WRITTEN PROBLEM 1: In the passage on gym member retention below, swap "member retention" for "client loyalty" and give the stretch from "If you are feeling" to "in and help." with that change.

DOCUMENT EXCERPT:
· · · ·
If you are feeling the pinch, you are not alone! Members are departing YMCAs, gyms, and fitness facilities at unprecedented rates. An eye-opening study performed by Dr. Paul Bedford recently revealed that the typical gym will lose 75% of its membership base in two years and roughly 90% of its base within four years! Those numbers urgently remind us that developing strategies for member retention must be a top priority for every fitness facility. But, where do you begin? What will even help? Should you buy new equipment? Hire more staff? Urge your personnel to engage more members? With limited resources and staff – and so many possible avenues to take – coming up with a simple, coherent member retention strategy can seem like an impossible challenge. But, it is here that science can step in and help.
Over the last two decades, countless studies have been performed that have sought to solve the riddle of member retention. While each has its own unique details, what they all point to is this: if you really break it down, there are three key elements on which you need to concentrate to maximize your member retention. That feels a little better, doesn’t it? Just three areas on which you can focus your attention and your resources toward mastering – and the research shows this will dramatically improve your member retention. Let’s take a look at these big three.
· · · ·
WRITTEN PROBLEM 2: Return every line of the records that contains the word "green".

SUPPLIED DATA:
· · · ·
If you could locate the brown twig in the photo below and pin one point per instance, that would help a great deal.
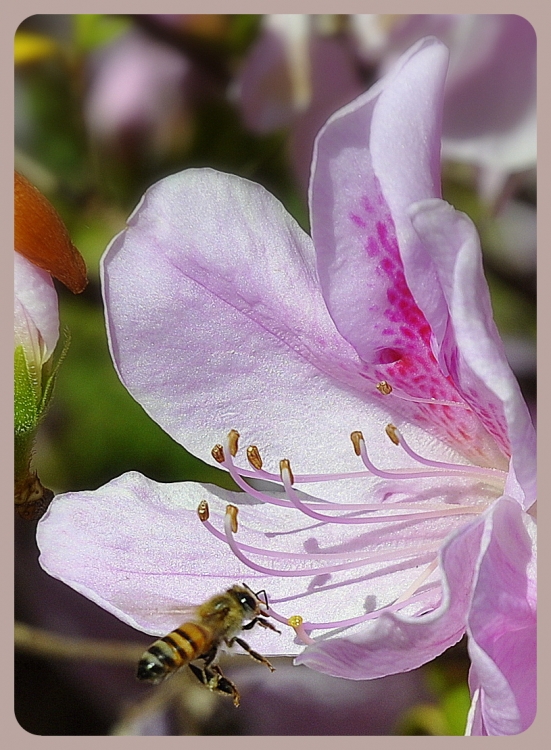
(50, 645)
· · · ·
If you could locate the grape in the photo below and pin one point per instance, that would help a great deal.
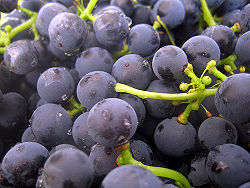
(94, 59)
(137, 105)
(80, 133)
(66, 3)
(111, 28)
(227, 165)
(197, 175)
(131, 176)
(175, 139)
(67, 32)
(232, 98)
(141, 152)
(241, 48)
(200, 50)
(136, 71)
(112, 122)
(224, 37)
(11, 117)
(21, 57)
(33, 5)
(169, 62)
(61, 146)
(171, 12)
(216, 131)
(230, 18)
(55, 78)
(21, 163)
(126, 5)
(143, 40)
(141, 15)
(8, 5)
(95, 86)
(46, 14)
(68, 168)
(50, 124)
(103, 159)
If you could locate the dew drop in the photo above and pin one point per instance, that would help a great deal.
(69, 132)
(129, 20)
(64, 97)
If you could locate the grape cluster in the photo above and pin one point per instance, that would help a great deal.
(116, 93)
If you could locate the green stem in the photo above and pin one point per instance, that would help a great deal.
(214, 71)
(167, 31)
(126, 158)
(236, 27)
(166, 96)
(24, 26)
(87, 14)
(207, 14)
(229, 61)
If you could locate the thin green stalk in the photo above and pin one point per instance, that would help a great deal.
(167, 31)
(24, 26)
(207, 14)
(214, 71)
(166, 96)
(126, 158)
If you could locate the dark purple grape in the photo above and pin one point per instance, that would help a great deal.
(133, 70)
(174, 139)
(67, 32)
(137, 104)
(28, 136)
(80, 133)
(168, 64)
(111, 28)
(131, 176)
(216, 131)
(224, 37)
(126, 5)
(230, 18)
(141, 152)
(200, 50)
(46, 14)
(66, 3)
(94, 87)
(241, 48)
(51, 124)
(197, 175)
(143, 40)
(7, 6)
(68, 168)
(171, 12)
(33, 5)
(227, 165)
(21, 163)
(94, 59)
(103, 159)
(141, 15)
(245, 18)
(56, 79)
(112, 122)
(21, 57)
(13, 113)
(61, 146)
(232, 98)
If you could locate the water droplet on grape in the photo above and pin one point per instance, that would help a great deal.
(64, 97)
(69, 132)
· · · ·
EXERCISE RESULT 1:
If you are feeling the pinch, you are not alone! Members are departing YMCAs, gyms, and fitness facilities at unprecedented rates. An eye-opening study performed by Dr. Paul Bedford recently revealed that the typical gym will lose 75% of its membership base in two years and roughly 90% of its base within four years! Those numbers urgently remind us that developing strategies for client loyalty must be a top priority for every fitness facility. But, where do you begin? What will even help? Should you buy new equipment? Hire more staff? Urge your personnel to engage more members? With limited resources and staff – and so many possible avenues to take – coming up with a simple, coherent client loyalty strategy can seem like an impossible challenge. But, it is here that science can step in and help.

EXERCISE RESULT 2:
If you could locate the green stem in the photo above and pin one point per instance, that would help a great deal.
If you could locate the thin green stalk in the photo above and pin one point per instance, that would help a great deal.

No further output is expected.